• Material provided:
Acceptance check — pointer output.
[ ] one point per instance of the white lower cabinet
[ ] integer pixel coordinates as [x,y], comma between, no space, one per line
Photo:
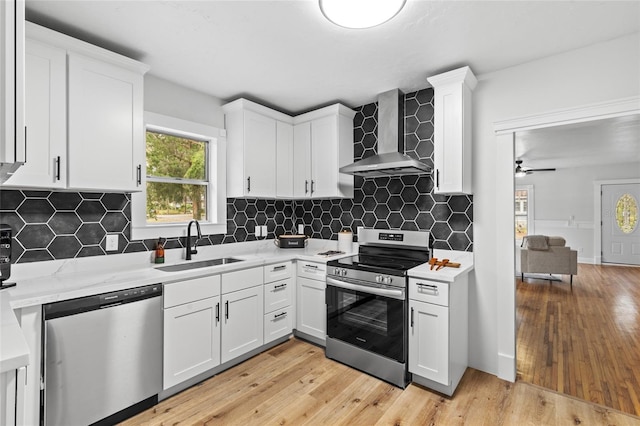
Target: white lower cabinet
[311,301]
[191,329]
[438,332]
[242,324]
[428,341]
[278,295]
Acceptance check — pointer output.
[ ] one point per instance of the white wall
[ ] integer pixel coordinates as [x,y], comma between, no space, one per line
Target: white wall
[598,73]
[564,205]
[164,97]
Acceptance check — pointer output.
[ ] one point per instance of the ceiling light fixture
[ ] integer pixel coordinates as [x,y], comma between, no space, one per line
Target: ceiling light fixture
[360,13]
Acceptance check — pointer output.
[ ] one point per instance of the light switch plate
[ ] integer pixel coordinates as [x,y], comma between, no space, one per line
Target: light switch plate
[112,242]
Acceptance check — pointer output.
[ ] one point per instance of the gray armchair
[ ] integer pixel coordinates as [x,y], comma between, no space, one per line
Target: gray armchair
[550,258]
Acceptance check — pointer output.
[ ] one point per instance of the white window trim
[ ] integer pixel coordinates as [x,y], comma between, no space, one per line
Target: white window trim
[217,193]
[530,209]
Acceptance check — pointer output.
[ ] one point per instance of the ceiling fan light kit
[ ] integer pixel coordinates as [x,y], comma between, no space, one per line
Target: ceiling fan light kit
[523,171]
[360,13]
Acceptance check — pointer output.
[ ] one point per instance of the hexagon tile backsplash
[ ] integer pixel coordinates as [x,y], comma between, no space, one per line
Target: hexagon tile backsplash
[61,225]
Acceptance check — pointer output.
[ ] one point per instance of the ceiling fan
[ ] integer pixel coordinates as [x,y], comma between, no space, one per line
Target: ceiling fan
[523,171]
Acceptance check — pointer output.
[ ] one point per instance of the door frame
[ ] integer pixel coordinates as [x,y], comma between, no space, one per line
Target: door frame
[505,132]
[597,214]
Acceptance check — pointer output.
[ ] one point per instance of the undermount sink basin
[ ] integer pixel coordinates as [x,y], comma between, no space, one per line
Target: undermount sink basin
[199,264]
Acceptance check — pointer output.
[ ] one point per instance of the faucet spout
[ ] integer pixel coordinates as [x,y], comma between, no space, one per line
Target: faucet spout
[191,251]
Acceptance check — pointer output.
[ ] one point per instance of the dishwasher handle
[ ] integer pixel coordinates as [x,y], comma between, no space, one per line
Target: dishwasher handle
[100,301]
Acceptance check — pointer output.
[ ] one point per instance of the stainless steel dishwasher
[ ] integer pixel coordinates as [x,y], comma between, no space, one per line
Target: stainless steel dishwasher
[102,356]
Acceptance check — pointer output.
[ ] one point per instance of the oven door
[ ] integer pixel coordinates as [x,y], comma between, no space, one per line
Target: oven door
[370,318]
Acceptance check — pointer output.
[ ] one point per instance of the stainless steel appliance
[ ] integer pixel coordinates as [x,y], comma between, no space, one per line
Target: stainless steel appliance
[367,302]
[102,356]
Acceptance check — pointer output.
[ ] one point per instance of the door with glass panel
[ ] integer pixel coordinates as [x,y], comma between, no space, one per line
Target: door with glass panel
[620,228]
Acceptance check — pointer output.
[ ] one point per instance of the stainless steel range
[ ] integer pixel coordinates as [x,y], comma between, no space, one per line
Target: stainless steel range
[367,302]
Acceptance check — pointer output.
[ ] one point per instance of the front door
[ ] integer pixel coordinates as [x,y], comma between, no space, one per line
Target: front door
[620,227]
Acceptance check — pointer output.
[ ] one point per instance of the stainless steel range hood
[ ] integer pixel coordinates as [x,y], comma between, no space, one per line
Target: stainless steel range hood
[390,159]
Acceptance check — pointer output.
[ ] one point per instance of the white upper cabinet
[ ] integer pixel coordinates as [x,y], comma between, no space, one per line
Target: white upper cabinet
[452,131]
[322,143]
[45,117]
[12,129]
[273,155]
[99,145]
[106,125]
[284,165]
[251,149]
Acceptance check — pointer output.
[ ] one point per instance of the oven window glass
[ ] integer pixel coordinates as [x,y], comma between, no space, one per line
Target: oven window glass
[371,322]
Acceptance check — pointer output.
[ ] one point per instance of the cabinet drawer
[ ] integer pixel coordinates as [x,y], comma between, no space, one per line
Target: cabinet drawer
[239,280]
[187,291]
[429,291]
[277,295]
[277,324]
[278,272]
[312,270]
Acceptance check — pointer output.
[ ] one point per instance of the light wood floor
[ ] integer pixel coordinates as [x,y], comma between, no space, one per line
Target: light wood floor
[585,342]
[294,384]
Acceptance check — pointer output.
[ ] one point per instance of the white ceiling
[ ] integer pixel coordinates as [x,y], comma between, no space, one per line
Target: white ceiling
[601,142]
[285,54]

• Goal of the exercise:
Drop the images and repeat the data exactly.

• Exercise solution:
Acceptance check — pointer output.
[ ] one point per instance of the white lower cabinet
[ ] integer pixel coordinates as [x,y], comma between, no space, one per line
Photo:
Target: white lower cabinet
[311,301]
[191,329]
[438,332]
[242,324]
[428,341]
[278,295]
Acceptance check — pointer output.
[ ] one point per instance of the white wall
[ ] integer pixel coordinates as [x,y], comma between, no space, one per line
Target: white wall
[598,73]
[564,205]
[164,97]
Acceptance check — pointer output.
[ ] one point per instance of the ceiling light fixture
[ ] integer pixel coordinates as [x,y], comma between, no space, one per line
Target: ceiling light fixture
[360,13]
Acceptance check — pointer output.
[ ] one point per instance of the light switch plate
[ ] integer pixel coordinates as [x,y], comma between, no space, one per line
Target: light switch plate
[112,242]
Acceptance check — pointer output.
[ ] one point per instance of the gray armchair
[ ] integer pixel coordinates as [x,y], comma between, no space, one per line
Target: gray armchair
[550,258]
Acceptance check — pointer output.
[ ] one point per instance of the white window trim
[ ] integer pixel coordinates as [x,y], comma between, no space, one per line
Target: white window trim
[217,193]
[530,209]
Acceptance check — pointer output.
[ ] one point per instance of the ceiling fan light kit
[ ] integer pixel coordinates as [x,y], comma between, no space, one per line
Target: ceiling fan light kit
[523,171]
[360,13]
Acceptance check — pointer output.
[ ] one point per instance of the hexagon tile backsplash
[ ] integer pixel coordinates as [x,y], comma between, no space, one per line
Target: hexagon tile backsplash
[61,225]
Acceptance check — pointer output.
[ ] one point per instance of the ceiling fan
[ ] integer pixel coordinates as [x,y], comma between, no space, one per line
Target: ceiling fan
[523,171]
Acceptance check — pointer output.
[ ] one point per instance of the door frame
[ ] integer pixel coordinates as [x,y], comma between, no space, one per line
Target: door frame
[505,132]
[597,214]
Acceptance check — pointer output.
[ ] one point per instance of the undermount sink basin
[ ] integer pixel coordinates as [x,y], comma between, no space, one per line
Target: undermount sink basin
[199,264]
Acceptance check — pointer output.
[ ] one point per instance of the faucet spout
[ ] integer pixel coordinates as [x,y], comma between, no space, one per line
Target: faucet spout
[191,251]
Acceptance check — pointer output.
[ ] one point per instance of the dishwasher handle
[ ] integer pixel coordinates as [x,y], comma between, no space, one per line
Target: dishwasher handle
[100,301]
Acceptance check — pointer output.
[ ] one point per instance of the stainless steel dishwasher
[ ] integer pixel coordinates as [x,y], comma between, no space, one per line
Target: stainless steel dishwasher
[102,356]
Acceptance check — pointer output.
[ ] one point per instance of the oven door
[ ] integer pixel coordinates as [x,y], comma between, no space, one per line
Target: oven door
[370,318]
Acceptance check — pointer output.
[ ] one point per instance of the stainless steel appliance
[ ] integer pixel coordinates as [x,y], comma between, no space, one per line
Target: stainless steel appliance
[367,302]
[102,356]
Acceptance check — pointer output.
[ ] one point per instance of the door with glass panel
[ ] integer pixel coordinates as [x,y], comma between, no space, one per line
Target: door with glass panel
[620,228]
Acceptance check — pointer output.
[ ] one point per instance of the stainless steel range
[ ] integer pixel coordinates as [x,y], comma between, no space, one per line
Target: stainless steel range
[367,302]
Acceptance check — pointer output.
[ ] one point per instance of the front door
[ ] integer pixel coordinates as [x,y], comma between, no space, one per line
Target: front door
[620,227]
Acceptance check — pointer output.
[ ] one point per instance of the stainless steel range hood
[ ] integer pixel coordinates as [x,y], comma between, no space, one per line
Target: stainless steel range hood
[390,159]
Acceptance check — pointer output.
[ ] one point per instance of the white upper cabinet
[ ] integer pixel coordinates as [x,y], comma between, no space, one per line
Target: white upper cabinet
[452,131]
[322,143]
[45,117]
[12,129]
[273,155]
[99,145]
[106,125]
[284,165]
[251,149]
Acceptance check — pointer output.
[ ] one point per instance of the oven window glass
[ ] integer pixel coordinates as [x,y], comma between, no space, one per line
Target: oven window glass
[371,322]
Acceptance check — pointer output.
[ ] one point per instance of the cabinet drawer
[ ] integer pixel coordinates as [x,y], comma between, no space, one per line
Target: cabinet drawer
[239,280]
[187,291]
[429,291]
[277,295]
[277,324]
[278,272]
[312,270]
Acceptance check — pointer output.
[ ] one point per instance of the light wood floor
[ ] integer pixel coordinates as [x,y], comma between, no space, one per line
Target: light wood floor
[585,342]
[294,384]
Acceptance check — pointer output.
[ ] one point per instance of the white ceiling
[ ] integer pixel coordinates as [x,y], comma between, no space, one per line
Target: white ceiling
[601,142]
[285,54]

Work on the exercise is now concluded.